*Task instructions*: Which lines run from the start of the material below through the line containing "instance, sample <point>459,407</point>."? Retype them exactly, pictures excluded.

*Input records*:
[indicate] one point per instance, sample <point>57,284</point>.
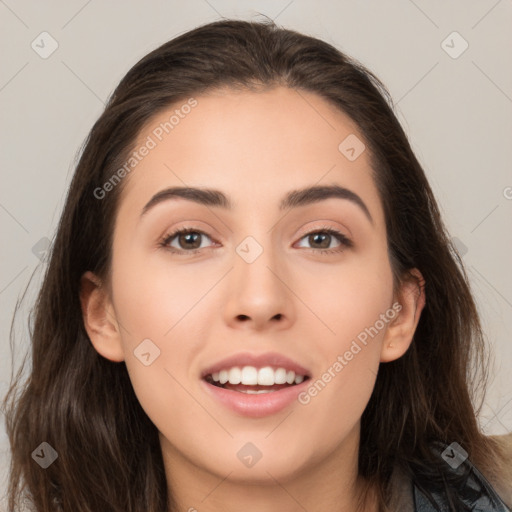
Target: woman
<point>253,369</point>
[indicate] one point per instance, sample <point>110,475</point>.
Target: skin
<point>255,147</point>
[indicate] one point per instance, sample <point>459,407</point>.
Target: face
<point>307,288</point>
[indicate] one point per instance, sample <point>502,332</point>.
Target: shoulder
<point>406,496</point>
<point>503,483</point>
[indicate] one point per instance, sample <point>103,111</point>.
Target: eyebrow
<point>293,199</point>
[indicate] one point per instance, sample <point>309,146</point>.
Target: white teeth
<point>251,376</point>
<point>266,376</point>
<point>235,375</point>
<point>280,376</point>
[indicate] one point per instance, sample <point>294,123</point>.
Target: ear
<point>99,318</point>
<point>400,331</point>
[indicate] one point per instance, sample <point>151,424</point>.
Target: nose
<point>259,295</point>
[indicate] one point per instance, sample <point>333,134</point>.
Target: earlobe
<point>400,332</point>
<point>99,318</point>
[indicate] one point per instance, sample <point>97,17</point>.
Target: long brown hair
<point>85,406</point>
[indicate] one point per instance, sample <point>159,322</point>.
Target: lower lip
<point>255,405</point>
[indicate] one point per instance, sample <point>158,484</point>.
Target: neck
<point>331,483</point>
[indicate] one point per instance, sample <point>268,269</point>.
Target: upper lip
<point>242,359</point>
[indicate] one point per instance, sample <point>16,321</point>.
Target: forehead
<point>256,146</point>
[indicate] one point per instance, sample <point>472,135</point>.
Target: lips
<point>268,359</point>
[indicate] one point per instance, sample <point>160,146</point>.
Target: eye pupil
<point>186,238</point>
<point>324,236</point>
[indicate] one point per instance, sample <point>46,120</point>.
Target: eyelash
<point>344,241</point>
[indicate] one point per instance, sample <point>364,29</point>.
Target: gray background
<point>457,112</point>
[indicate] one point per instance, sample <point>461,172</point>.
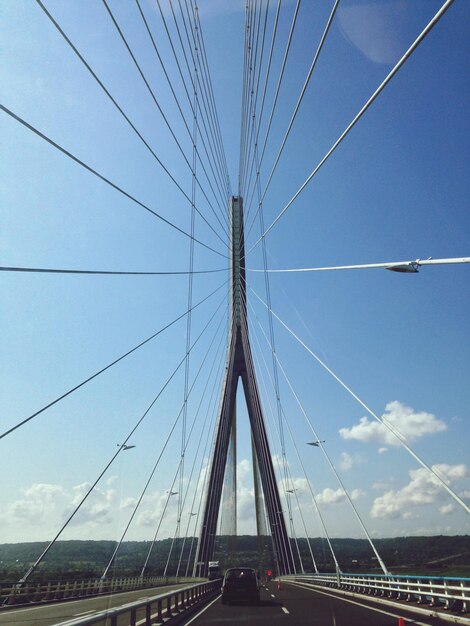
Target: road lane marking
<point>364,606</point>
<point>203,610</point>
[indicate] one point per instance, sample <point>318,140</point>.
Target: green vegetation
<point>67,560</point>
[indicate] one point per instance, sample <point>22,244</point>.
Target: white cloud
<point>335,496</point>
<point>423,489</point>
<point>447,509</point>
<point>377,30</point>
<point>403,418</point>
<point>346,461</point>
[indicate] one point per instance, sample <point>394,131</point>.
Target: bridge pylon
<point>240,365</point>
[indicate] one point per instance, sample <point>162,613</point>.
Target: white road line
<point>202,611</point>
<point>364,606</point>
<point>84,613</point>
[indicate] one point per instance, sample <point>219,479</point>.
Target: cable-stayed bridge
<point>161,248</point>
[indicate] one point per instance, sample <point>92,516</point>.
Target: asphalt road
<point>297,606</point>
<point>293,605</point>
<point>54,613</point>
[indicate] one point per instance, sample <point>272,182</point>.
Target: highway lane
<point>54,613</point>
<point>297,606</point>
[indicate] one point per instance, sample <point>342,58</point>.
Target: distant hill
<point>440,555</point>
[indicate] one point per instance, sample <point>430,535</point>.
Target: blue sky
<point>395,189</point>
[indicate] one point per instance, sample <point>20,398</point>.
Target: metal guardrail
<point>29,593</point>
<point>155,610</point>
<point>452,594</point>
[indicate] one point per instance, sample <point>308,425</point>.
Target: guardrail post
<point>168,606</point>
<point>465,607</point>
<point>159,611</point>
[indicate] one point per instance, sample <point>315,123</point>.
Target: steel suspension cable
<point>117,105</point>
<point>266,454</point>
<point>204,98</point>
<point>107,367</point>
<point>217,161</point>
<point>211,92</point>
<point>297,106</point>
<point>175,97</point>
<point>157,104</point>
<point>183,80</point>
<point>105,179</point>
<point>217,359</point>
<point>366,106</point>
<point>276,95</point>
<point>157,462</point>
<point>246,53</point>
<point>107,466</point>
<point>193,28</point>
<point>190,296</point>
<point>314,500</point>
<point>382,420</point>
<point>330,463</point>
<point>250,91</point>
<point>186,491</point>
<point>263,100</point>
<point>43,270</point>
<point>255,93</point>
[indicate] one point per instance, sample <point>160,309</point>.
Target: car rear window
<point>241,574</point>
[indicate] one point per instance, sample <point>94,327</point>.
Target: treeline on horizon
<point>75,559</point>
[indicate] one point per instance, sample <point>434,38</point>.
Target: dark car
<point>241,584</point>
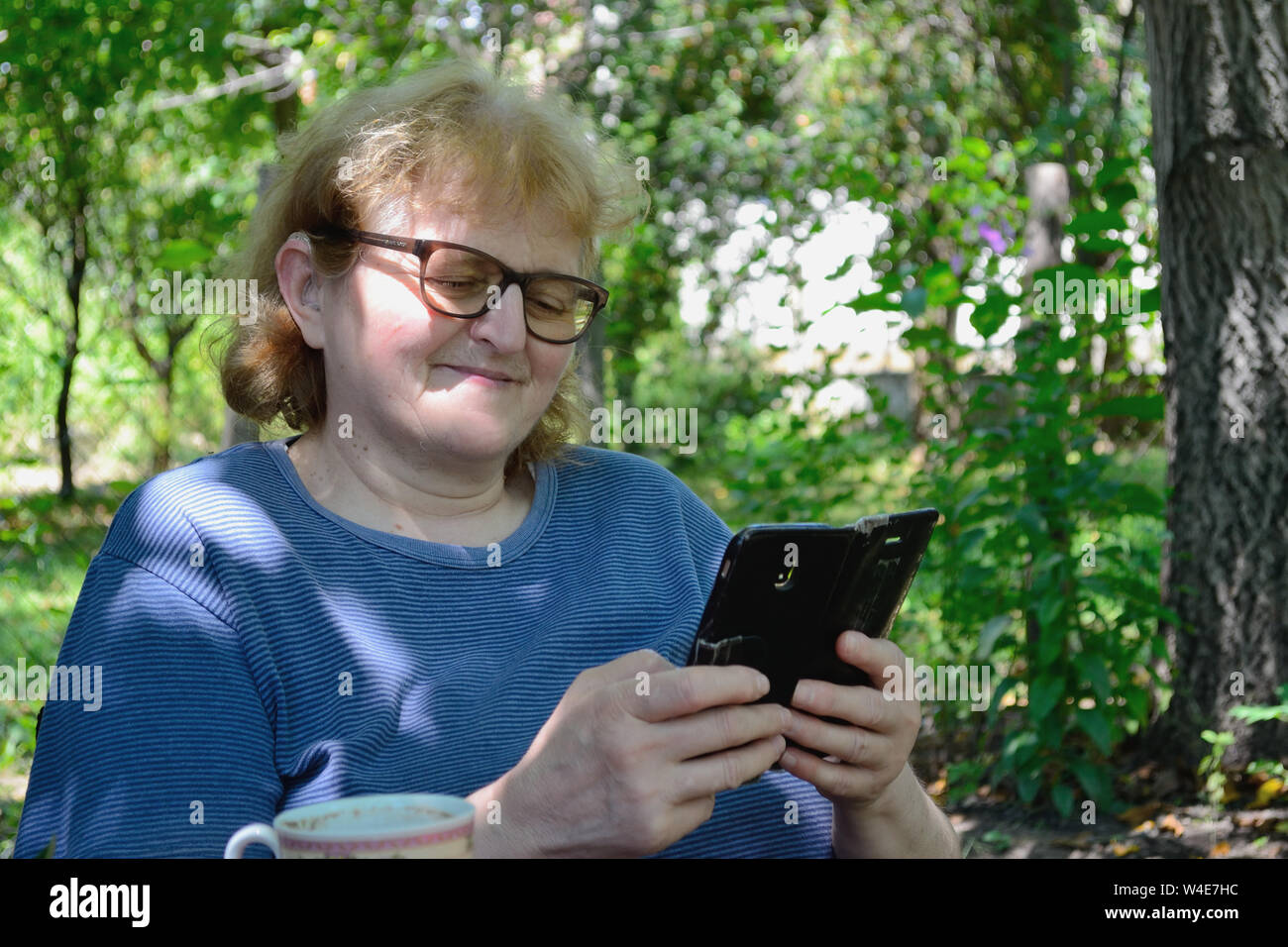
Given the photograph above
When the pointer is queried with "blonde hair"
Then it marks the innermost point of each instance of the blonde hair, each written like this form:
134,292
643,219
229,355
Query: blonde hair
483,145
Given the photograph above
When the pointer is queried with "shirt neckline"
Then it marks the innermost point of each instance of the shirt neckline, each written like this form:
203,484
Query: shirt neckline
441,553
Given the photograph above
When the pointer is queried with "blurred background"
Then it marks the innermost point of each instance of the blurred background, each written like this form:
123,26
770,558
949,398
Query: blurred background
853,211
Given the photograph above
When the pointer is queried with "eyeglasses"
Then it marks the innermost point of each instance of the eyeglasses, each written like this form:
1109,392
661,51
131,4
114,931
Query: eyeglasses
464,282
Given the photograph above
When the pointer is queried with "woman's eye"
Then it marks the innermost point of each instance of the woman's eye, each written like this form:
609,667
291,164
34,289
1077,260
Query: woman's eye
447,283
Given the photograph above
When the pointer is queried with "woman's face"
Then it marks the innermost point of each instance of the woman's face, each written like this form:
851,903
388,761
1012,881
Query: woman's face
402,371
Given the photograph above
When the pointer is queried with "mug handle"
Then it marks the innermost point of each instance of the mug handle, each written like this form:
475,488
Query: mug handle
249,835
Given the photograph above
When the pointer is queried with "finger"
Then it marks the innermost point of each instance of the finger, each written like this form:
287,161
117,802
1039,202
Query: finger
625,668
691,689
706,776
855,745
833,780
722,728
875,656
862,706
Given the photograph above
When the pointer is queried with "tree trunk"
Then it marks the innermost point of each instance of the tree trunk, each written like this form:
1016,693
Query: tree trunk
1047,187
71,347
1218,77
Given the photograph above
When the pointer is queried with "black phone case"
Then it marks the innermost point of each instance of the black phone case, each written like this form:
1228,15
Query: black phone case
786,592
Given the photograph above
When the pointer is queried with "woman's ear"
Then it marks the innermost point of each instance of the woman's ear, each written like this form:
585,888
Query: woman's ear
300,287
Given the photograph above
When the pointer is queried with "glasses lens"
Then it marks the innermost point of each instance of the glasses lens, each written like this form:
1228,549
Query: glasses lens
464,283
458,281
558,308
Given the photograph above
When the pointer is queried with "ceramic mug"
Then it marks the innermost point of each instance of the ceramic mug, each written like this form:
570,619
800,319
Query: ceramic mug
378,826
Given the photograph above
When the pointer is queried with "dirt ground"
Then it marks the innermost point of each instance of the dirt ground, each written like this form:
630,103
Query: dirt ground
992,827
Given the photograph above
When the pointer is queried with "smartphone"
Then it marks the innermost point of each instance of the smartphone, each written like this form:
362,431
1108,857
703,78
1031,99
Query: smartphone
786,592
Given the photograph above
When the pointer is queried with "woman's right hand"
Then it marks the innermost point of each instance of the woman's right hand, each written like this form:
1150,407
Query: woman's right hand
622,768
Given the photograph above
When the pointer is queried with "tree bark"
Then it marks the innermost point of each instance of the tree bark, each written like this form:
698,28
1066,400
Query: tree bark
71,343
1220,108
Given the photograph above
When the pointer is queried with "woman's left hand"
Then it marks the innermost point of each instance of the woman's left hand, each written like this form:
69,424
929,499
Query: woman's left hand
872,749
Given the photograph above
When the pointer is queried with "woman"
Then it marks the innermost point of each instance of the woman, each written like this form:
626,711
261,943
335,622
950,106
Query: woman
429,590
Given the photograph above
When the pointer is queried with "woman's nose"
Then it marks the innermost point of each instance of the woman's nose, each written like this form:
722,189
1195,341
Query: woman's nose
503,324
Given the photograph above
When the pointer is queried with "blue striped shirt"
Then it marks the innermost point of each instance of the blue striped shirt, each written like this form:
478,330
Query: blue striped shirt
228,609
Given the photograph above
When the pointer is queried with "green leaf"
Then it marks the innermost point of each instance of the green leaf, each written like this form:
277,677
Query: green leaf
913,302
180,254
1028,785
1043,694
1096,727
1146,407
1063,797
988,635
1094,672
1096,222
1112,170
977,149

*Answer box*:
[indicate] one point per instance, sample <point>57,284</point>.
Target: woman
<point>253,369</point>
[indicate] one point per instance, sample <point>110,475</point>.
Target: skin
<point>255,147</point>
[indicate] one point per instance, sample <point>459,407</point>.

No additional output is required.